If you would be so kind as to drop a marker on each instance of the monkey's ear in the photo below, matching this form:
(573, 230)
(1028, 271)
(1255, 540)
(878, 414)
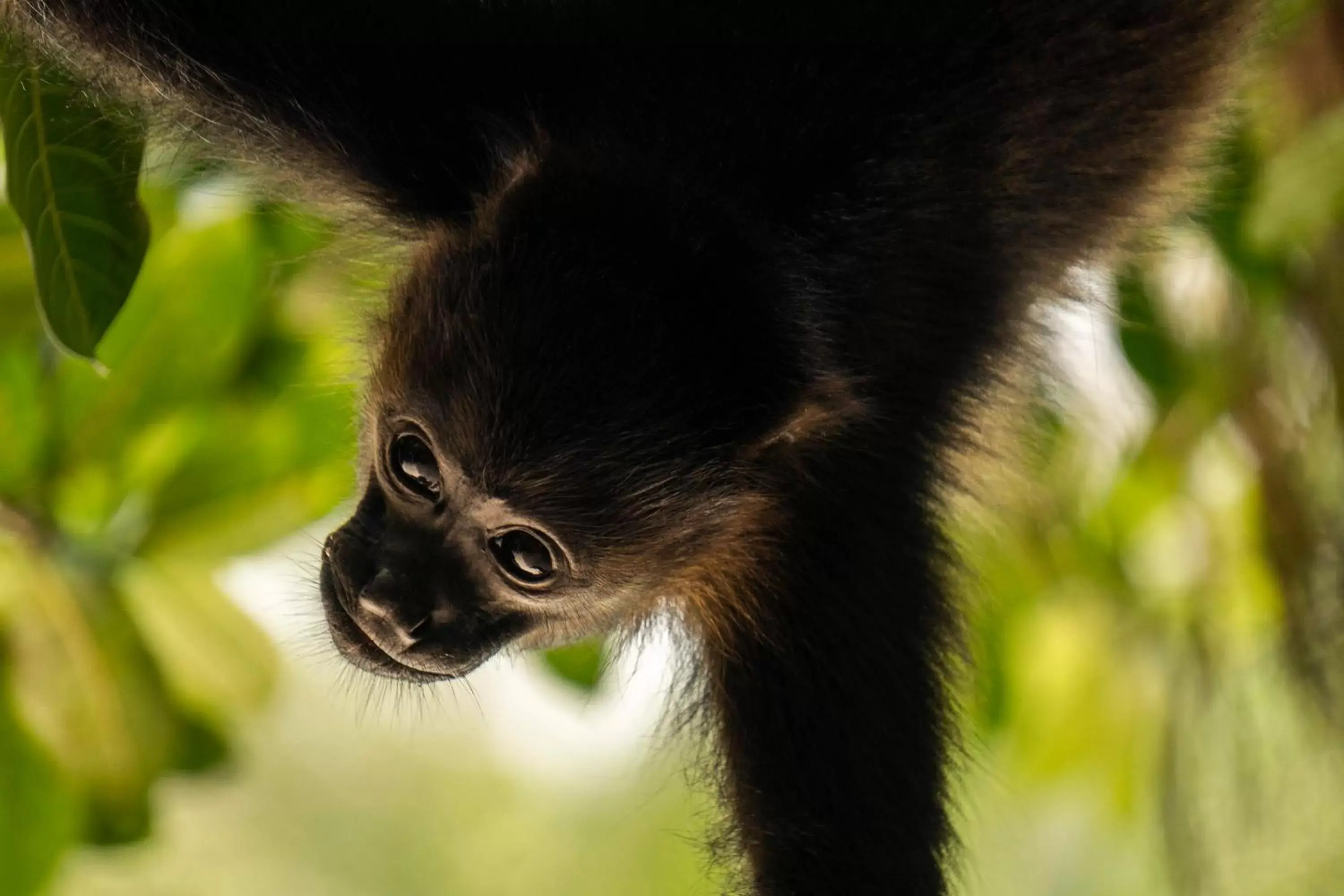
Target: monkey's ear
(824, 410)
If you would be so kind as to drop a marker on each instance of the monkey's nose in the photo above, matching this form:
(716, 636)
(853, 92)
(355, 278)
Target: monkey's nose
(392, 616)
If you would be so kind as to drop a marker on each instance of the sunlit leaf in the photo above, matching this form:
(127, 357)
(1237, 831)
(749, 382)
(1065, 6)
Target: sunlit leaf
(578, 664)
(1301, 190)
(90, 694)
(72, 177)
(1147, 345)
(213, 657)
(182, 336)
(38, 810)
(23, 416)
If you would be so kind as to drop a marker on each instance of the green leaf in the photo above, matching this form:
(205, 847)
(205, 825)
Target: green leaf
(70, 175)
(1146, 342)
(89, 692)
(580, 664)
(38, 810)
(215, 661)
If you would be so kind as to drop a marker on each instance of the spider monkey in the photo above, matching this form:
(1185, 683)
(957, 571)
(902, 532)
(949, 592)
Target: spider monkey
(699, 289)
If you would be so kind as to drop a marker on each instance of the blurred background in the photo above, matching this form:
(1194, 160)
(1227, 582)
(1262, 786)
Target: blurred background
(1154, 699)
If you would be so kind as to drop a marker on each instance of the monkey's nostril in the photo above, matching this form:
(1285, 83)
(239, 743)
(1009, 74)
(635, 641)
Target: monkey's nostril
(373, 607)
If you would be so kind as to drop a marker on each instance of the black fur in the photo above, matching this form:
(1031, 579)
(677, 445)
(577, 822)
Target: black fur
(703, 303)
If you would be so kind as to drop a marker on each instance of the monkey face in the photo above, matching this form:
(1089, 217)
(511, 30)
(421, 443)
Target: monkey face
(558, 428)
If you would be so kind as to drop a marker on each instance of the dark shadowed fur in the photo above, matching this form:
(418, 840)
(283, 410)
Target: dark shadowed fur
(705, 316)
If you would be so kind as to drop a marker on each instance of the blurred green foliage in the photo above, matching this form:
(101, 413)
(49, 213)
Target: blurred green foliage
(1155, 609)
(1158, 610)
(215, 429)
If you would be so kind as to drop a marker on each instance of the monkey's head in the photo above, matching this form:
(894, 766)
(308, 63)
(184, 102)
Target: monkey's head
(570, 420)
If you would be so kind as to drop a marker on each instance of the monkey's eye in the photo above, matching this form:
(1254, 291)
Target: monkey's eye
(523, 555)
(414, 466)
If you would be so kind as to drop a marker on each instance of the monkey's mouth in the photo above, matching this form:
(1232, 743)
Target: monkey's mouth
(358, 648)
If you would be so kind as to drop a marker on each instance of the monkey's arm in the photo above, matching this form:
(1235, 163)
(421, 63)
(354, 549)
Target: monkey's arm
(831, 704)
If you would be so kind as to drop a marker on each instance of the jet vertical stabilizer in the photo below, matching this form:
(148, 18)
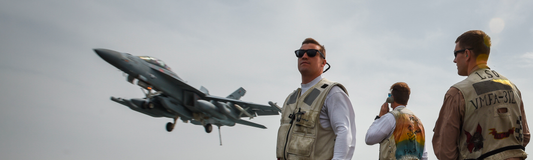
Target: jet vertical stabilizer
(237, 94)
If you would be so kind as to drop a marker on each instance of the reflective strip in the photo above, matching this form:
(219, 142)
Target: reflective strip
(293, 98)
(489, 86)
(312, 96)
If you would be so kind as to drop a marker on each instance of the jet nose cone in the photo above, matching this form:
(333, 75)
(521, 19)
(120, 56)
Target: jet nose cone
(108, 55)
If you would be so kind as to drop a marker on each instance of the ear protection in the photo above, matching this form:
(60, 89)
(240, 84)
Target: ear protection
(390, 99)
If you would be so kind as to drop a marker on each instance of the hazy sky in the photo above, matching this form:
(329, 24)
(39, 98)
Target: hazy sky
(55, 90)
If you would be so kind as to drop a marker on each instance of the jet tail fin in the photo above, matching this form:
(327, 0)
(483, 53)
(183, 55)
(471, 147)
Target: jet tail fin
(204, 90)
(237, 94)
(248, 123)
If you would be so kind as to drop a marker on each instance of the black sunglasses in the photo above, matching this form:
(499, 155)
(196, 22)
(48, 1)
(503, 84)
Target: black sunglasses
(459, 51)
(310, 52)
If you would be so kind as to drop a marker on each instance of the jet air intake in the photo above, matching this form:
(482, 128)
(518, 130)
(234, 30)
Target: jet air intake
(209, 108)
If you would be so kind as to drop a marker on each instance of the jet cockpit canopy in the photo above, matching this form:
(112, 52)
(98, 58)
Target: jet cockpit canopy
(155, 61)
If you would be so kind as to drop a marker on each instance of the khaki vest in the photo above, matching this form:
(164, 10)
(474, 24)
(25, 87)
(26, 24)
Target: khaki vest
(407, 140)
(300, 136)
(492, 124)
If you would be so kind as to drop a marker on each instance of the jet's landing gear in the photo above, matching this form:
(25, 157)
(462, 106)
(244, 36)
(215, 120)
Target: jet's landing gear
(208, 128)
(170, 125)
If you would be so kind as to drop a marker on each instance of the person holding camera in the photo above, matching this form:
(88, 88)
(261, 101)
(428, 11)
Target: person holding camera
(399, 132)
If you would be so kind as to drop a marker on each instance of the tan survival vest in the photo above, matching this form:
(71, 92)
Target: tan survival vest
(492, 124)
(407, 140)
(300, 136)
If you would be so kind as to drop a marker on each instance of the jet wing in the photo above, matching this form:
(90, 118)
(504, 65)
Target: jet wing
(251, 108)
(248, 123)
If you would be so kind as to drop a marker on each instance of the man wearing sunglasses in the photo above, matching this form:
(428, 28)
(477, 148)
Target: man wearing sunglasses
(317, 120)
(483, 116)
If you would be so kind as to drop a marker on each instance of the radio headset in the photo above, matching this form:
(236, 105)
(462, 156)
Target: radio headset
(390, 99)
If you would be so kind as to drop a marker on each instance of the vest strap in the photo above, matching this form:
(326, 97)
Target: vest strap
(498, 151)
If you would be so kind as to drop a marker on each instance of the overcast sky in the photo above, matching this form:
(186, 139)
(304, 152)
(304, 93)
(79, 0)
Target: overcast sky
(55, 90)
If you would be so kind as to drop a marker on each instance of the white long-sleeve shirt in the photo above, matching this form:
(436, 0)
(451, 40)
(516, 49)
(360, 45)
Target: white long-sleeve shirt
(338, 114)
(382, 129)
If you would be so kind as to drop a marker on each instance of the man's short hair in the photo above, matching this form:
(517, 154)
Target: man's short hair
(476, 40)
(313, 41)
(400, 91)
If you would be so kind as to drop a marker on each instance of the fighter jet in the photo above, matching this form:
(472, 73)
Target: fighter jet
(167, 95)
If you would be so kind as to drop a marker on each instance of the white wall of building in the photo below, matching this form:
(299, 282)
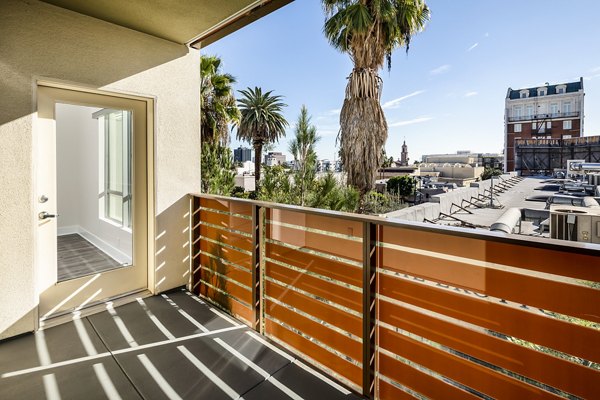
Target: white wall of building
(38, 40)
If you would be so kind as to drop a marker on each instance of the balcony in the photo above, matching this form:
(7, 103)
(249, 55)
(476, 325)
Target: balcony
(395, 310)
(388, 309)
(574, 114)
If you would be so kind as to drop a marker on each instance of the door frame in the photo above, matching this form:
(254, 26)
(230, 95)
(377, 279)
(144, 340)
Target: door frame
(150, 219)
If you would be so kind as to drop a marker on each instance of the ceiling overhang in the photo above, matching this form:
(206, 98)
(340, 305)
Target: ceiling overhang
(192, 22)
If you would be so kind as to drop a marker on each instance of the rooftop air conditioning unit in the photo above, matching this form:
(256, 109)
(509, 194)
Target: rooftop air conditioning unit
(578, 224)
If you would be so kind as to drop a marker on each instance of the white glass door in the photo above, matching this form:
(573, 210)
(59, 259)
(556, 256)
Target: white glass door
(92, 193)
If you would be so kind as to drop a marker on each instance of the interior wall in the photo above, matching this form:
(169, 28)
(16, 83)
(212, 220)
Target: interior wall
(78, 182)
(39, 40)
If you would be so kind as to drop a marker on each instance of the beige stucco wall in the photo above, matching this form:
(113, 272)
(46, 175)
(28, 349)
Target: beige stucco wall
(38, 40)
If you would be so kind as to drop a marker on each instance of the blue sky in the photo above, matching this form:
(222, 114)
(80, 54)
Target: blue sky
(448, 92)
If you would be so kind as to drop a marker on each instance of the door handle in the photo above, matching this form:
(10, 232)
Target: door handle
(45, 215)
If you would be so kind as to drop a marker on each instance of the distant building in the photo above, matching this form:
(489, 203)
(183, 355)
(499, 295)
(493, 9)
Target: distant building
(492, 160)
(274, 158)
(547, 156)
(543, 112)
(242, 154)
(324, 165)
(404, 155)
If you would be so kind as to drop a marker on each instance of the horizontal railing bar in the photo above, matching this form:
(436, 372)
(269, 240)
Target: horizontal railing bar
(545, 243)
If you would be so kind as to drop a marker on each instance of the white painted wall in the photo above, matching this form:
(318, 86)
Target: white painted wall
(38, 40)
(79, 182)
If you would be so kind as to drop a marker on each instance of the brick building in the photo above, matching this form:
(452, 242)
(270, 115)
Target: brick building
(542, 112)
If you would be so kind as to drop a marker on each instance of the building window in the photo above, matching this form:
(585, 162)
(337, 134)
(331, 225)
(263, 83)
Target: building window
(517, 112)
(529, 111)
(116, 180)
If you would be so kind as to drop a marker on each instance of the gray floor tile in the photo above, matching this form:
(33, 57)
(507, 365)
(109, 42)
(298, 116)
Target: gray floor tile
(63, 342)
(309, 386)
(183, 376)
(135, 320)
(76, 381)
(255, 351)
(214, 373)
(202, 314)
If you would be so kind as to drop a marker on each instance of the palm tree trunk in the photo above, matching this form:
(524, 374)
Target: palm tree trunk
(257, 159)
(363, 130)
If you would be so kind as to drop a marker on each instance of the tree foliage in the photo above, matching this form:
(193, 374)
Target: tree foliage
(262, 122)
(218, 107)
(303, 150)
(368, 31)
(332, 195)
(217, 169)
(276, 185)
(402, 185)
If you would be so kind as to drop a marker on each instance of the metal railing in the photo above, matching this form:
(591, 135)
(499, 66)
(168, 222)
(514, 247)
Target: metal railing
(398, 309)
(572, 114)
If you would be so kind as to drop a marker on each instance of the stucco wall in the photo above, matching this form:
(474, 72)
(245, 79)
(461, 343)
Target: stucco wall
(38, 40)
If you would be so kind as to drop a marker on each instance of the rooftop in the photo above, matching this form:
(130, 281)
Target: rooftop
(571, 87)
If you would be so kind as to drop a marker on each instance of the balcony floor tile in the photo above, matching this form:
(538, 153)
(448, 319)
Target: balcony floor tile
(169, 346)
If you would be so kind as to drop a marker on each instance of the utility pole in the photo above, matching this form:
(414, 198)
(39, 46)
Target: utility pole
(492, 191)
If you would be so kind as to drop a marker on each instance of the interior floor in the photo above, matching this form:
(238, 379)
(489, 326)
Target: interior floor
(77, 257)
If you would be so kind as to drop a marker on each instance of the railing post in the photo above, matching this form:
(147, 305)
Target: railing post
(257, 245)
(195, 247)
(369, 306)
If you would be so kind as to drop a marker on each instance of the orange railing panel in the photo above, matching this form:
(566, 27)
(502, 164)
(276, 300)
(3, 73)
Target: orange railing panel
(400, 310)
(318, 309)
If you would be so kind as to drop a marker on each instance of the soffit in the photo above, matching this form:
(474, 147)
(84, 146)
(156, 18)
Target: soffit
(179, 21)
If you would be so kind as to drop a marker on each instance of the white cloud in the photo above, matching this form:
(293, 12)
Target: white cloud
(417, 120)
(396, 102)
(473, 46)
(440, 70)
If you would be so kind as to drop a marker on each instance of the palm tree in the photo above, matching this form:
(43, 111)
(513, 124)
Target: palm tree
(302, 148)
(217, 101)
(261, 122)
(368, 30)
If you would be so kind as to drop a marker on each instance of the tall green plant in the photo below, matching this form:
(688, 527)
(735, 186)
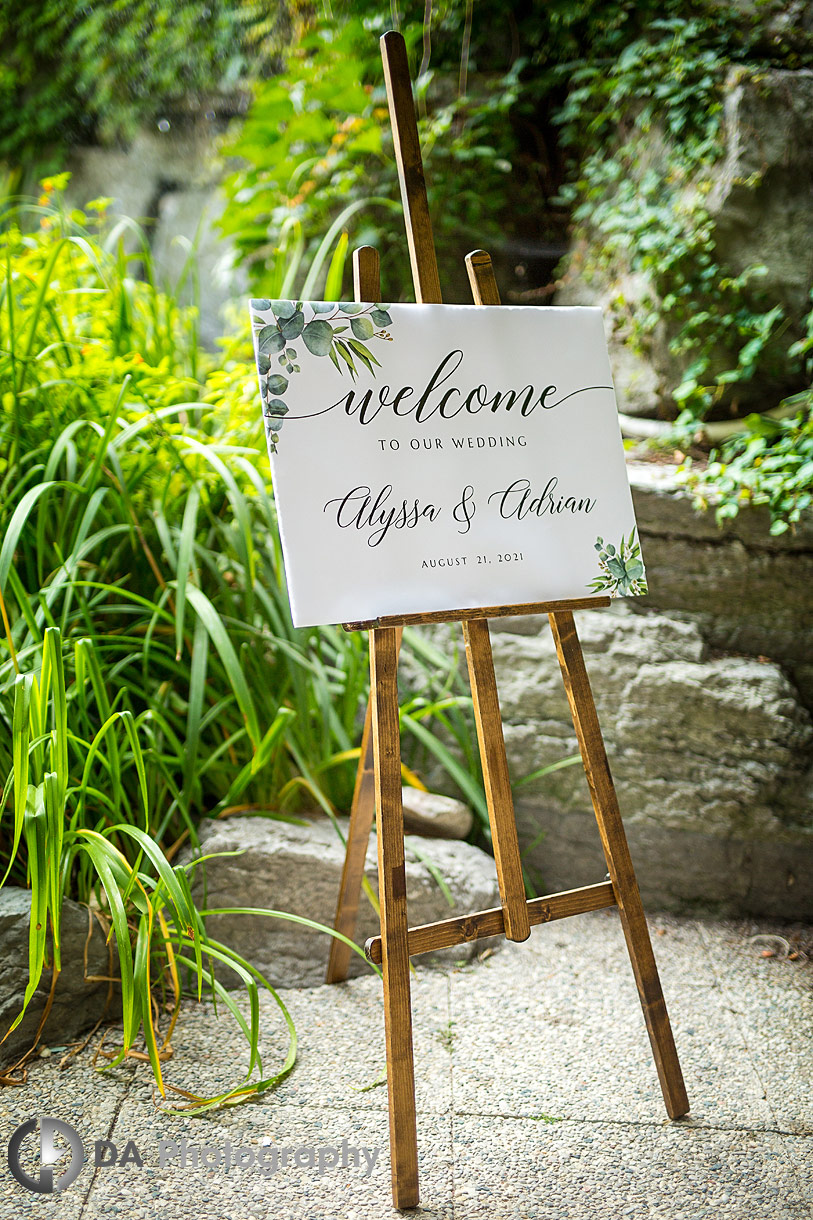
++++
-- What to work on --
Find each line in the entries above that contains the word "black" and copy those lines in full.

-- Answer --
If you would be so kind as to drop a marker on each instance of the black fur in the photo above, matching this form:
Target: black fur
If you would be so kind as to drop a marker on each instance of the black sunglasses in the photo above, matching this form:
Target: black sunglasses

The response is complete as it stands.